Problem description »
Quote, word for word, every line starting at the line that contains "Might I ask you to indicate the white desk" and ending with the last line of the records; include both of these lines and no others.

### Data extract

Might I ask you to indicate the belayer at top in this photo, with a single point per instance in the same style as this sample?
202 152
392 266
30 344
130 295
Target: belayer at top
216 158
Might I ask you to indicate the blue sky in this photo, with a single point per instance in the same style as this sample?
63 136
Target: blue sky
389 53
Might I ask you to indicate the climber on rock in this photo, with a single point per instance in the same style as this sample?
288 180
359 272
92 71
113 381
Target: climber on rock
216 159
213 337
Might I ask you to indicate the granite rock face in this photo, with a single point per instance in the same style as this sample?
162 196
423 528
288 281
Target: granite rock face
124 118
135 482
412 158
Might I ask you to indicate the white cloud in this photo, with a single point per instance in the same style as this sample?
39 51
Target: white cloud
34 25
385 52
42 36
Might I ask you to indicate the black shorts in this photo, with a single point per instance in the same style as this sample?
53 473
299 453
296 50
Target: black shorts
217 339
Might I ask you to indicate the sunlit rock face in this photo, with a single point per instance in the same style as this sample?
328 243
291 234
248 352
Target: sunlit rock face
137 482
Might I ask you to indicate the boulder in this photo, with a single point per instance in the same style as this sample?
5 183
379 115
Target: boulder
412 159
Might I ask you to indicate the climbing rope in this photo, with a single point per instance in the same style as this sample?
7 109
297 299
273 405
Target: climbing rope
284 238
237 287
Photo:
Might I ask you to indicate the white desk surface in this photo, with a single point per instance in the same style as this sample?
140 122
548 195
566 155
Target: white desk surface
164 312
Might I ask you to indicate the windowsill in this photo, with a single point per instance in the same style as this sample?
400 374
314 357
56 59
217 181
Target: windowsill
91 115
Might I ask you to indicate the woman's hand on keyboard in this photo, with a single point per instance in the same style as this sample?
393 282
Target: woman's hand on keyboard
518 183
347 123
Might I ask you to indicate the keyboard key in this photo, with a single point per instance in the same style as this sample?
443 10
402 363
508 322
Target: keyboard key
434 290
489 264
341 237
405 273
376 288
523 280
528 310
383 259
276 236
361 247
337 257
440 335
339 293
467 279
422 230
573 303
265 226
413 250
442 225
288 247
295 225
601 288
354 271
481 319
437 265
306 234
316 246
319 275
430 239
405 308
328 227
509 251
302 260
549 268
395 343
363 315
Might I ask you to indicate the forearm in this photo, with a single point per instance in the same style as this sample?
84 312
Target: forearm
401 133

######

Answer space »
Might I ask you to indicate the white desk surface in this photo, with a single point per instance in the same style as this sample?
140 122
548 195
566 155
Target: white desk surface
164 312
Might I ask you to indicate the windowsill in this photo, with a single point per instance in the same style as this sample?
400 374
314 357
56 59
217 181
Target: windowsill
91 115
Might I ask you to indicate the woman's hand on keyboard in this photo, with a single point per instance in the same style as this sample?
393 282
Target: woman's hand on keyboard
518 183
347 123
Might I ask you to indicate the keyboard key in this photo, with a single point per instance in the same style as this sample?
443 10
402 363
508 322
Target: keyboard key
434 290
489 264
341 237
405 273
376 288
523 280
528 310
383 259
276 236
361 247
337 257
440 335
339 293
467 279
422 230
573 303
265 226
413 250
442 225
288 247
295 225
601 288
354 271
481 319
437 265
306 234
316 246
319 275
430 239
405 308
328 227
509 251
302 260
549 268
395 343
363 315
Might I ask you to indicate the forearm in this photo, with a single point per instance in the same style as this sample?
84 312
Target: forearm
401 133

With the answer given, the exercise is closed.